=== PROBLEM A ===
Please turn the paragraph beginning "When started, the howlite program" in the neural network program description into a short list that keeps its main facts.
=== PROBLEM B ===
Carry the neural network program description on past its last parameter entry, keeping the same layout.

=== DOCUMENT SEGMENT ===
····················
The network architecture is limited to networks of the feed-forward type, with maximally 1 hidden layer separating the input layer and the output layer. The training principle is standard backpropagation.

The WWW based version of the program reads a number of run-time parameters from an input form. These parameters control the architecture of the neural network, many aspects of the training process, the number of sequences used for training and testing, file names for additional input and output produced by the program, and the complexity and detail of the output delivered by the program.

When started, the howlite program will first produce a listing of all relevant parameters used, followed by statistics showing details of the classification performance during the training process. The output of a training run may subsequently be visualized with plots of various preformance measures. A trained network may also be used - in a static mode without further training - to produce predicted classification results for novel sequences not previously shown to the network.

The essential data for the program is:

(a) the set of input parameter values,
(b) the sequence files holding training and test data,
(c) the weight file holding the adjustable neural network parameters.

The sources from which these data are taken can be controlled by the user via a WWW browser.


ESSENTIAL RUN-TIME PARAMETERS

All parameters are read by the program from an input form. Reasonable default settings will be used if the user takes no action.

NIALPH
NUMBER OF LETTERS IN THE INPUT ALPHABET
Typically 21 or 20 for standard amino acid networks, 5 or 4 for nucleotide networks. Must be integer.


NOALPH
NUMBER OF LETTERS IN THE OUTPUT ALPHABET
Equals the number of output categories. The minimum is 2. Must be integer.


NWSIZE
WINDOW SIZE IN LETTERS
The size of the symmetrical window surrounding the central symbol. Must be uneven non-negative integer.


N2HID
NUMBER OF UNITS IN HIDDEN LAYER
Networks without hidden units: 0, networks with hidden units: 2, 3, ... Must be non-negative integer.


LETIN
INPUT ALPHABET
The one letter symbols for the amino acid or nucleotide alphabet. Symbol 21 (or 5) interpreted as blank if NIALPH=20, or NIALPH=4, respectively.
····················
=== RECORDED INFORMATION ===
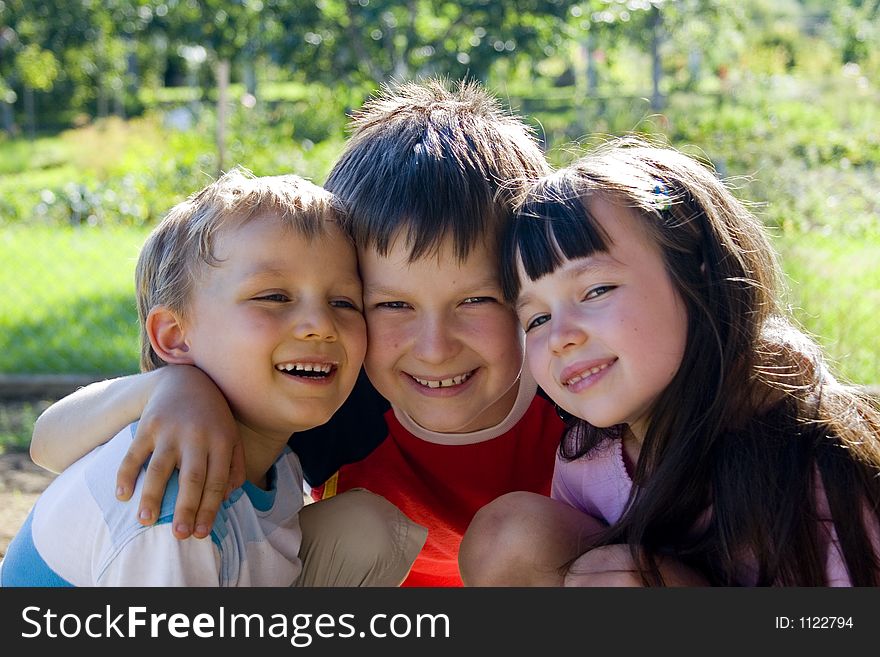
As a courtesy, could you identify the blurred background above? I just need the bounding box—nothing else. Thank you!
[0,0,880,451]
····················
=== TASK OUTPUT A ===
- On startup, the program lists all relevant parameters used.
- It then reports statistics on classification performance during training.
- The output of a training run can be visualized with plots of various performance measures.
- A trained network can run in a static mode, without further training, to predict classifications for novel sequences not previously shown to it.

=== TASK OUTPUT B ===
LETOUT
OUTPUT ALPHABET
This alphabet represents the output categories, for example H for helix, E for extended sheet and so on. All output category assignments in the sequence data file not mentioned in the output alphabet are converted into the last category. For an output alphabet comprising 3 letters, for example HEC, amino acids assigned to the turn category, T, will be converted into coil, C.


ETA
LEARNING RATE
The learning rate used for backpropagation online learning. Typical values from 0.01 to 0.5.


ICETA
SEPARATE LEARNING RATE FOR EACH CATEGORY
Flag enabling category specific learning rates when positive. Must be non-zero integer.


LSTOP
MAXIMAL NUMBER OF TRAINING SWEEPS
The number of times the training set is repeated (and presented in random order) to the network.


ITEST
TEST FREQUENCY
The number of full training sweeps between the evaluation of the training and test set performance values. If unity the network will be evaluated after each single training cycle. Must be non-zero integer.


IVIRGN
INITIALIZATION OF NETWORK WEIGHTS
If positive, weights are generated using a random number generator prior to the start of training. If negative, weights are read from a file using the SYNFIL parameter. Must be non-zero integer.


ISSEED
SYNAPS INITIALISATION SEED
Seed for the random number generator producing weights when IVIRGN is positive. Use large uneven integer.


LEARNC
NUMBER OF SEQUENCES IN TRAINING FILE (view the graph)
The number of sequences to be included in the training set. Must be non-negative integer.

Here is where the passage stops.